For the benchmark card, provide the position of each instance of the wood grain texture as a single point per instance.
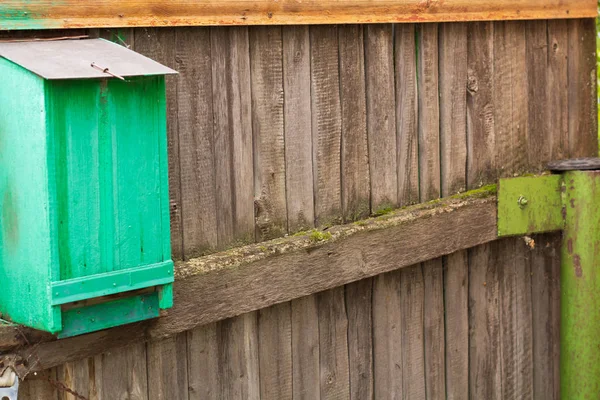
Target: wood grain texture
(355, 178)
(298, 134)
(275, 351)
(232, 133)
(583, 118)
(196, 142)
(388, 333)
(453, 158)
(481, 151)
(333, 345)
(47, 14)
(359, 296)
(305, 349)
(544, 261)
(557, 88)
(159, 45)
(406, 114)
(237, 344)
(203, 363)
(266, 58)
(221, 290)
(167, 368)
(381, 121)
(326, 124)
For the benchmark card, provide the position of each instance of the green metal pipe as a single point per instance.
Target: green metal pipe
(580, 284)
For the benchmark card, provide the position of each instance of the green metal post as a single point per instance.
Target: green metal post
(580, 287)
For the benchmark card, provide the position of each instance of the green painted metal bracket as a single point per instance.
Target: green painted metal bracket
(105, 284)
(530, 205)
(569, 202)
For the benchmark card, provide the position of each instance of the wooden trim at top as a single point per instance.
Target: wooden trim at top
(55, 14)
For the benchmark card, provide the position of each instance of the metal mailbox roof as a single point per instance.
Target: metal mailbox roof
(72, 59)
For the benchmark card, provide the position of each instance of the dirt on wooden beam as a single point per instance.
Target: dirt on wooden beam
(240, 280)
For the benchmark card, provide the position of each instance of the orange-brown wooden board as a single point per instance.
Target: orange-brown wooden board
(53, 14)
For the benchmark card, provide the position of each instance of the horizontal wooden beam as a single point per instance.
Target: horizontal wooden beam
(53, 14)
(249, 278)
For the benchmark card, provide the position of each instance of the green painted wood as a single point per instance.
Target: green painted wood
(92, 318)
(26, 252)
(84, 194)
(529, 205)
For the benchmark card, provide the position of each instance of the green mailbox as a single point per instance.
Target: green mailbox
(84, 206)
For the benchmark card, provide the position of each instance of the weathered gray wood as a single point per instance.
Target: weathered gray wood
(381, 121)
(333, 345)
(406, 114)
(237, 343)
(583, 119)
(167, 368)
(275, 351)
(544, 260)
(539, 140)
(159, 45)
(453, 159)
(355, 153)
(359, 302)
(203, 363)
(266, 56)
(485, 365)
(305, 349)
(388, 333)
(232, 135)
(250, 278)
(122, 373)
(196, 144)
(326, 124)
(298, 142)
(456, 304)
(481, 158)
(412, 292)
(557, 88)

WHAT IS ASKED: Extract all the entries word for word; omit any pictures.

WORKED SOLUTION:
For the benchmark card, provide the position of each instance of the wood grain texture as a single point per instance.
Target: wood grain texture
(355, 178)
(298, 134)
(275, 351)
(232, 133)
(583, 118)
(196, 142)
(388, 333)
(453, 158)
(481, 151)
(333, 345)
(47, 14)
(359, 296)
(305, 349)
(544, 261)
(557, 88)
(159, 45)
(406, 114)
(237, 344)
(203, 363)
(266, 58)
(221, 290)
(167, 368)
(381, 121)
(326, 124)
For the benchmark card, provide the position of each instance of the green metal pipe as a single point per instance.
Target: green metal pipe
(580, 284)
For the benchmark card, provide the position of each instance of the green metal post as a single point per instance.
Target: green metal post
(580, 287)
For the benchmark card, provide the position of each instance of the green painted metal bracket as a single point per instance.
Target: green painted metal bracket
(105, 284)
(530, 205)
(569, 202)
For the benchmark card, provide the position of each instance of the wooden trim at top as a single point per instance.
Target: wooden trim at top
(55, 14)
For the benchmark card, provide the position of each instance of the metal mailbox roof as a single point per instance.
Target: metal mailbox roof
(72, 59)
For the benchmark card, provide the position of each instance of the dirt on wooden beam as a single point per instance.
Target: dirt on wooden beam
(240, 280)
For the benchmark card, provide the position of each instance of the orange-brown wooden board as a single point per instance.
Target: orange-brown wooden board
(53, 14)
For the benchmark card, provide the position of each instance of the horizontal wooden beam as a single point per instance.
Target: horizontal wooden beam
(53, 14)
(249, 278)
For the benchmark card, provide the position of each instance of the green painted wood as a single point per instance.
Target: green painted wood
(92, 318)
(26, 252)
(84, 194)
(529, 205)
For the benchmark card, provide the position of each instance of the green mailbox as a single point per instance.
Target: green mailbox
(84, 206)
For the benchmark card, provide the position of each instance of the weathered gray wood as a single point per instance.
Target: weathered gray wood
(381, 121)
(333, 345)
(406, 114)
(237, 343)
(583, 119)
(167, 368)
(275, 351)
(544, 260)
(539, 140)
(159, 45)
(453, 159)
(355, 153)
(359, 302)
(203, 363)
(266, 56)
(485, 365)
(305, 349)
(388, 333)
(232, 135)
(250, 278)
(122, 373)
(196, 144)
(326, 124)
(298, 142)
(456, 304)
(481, 158)
(412, 292)
(557, 88)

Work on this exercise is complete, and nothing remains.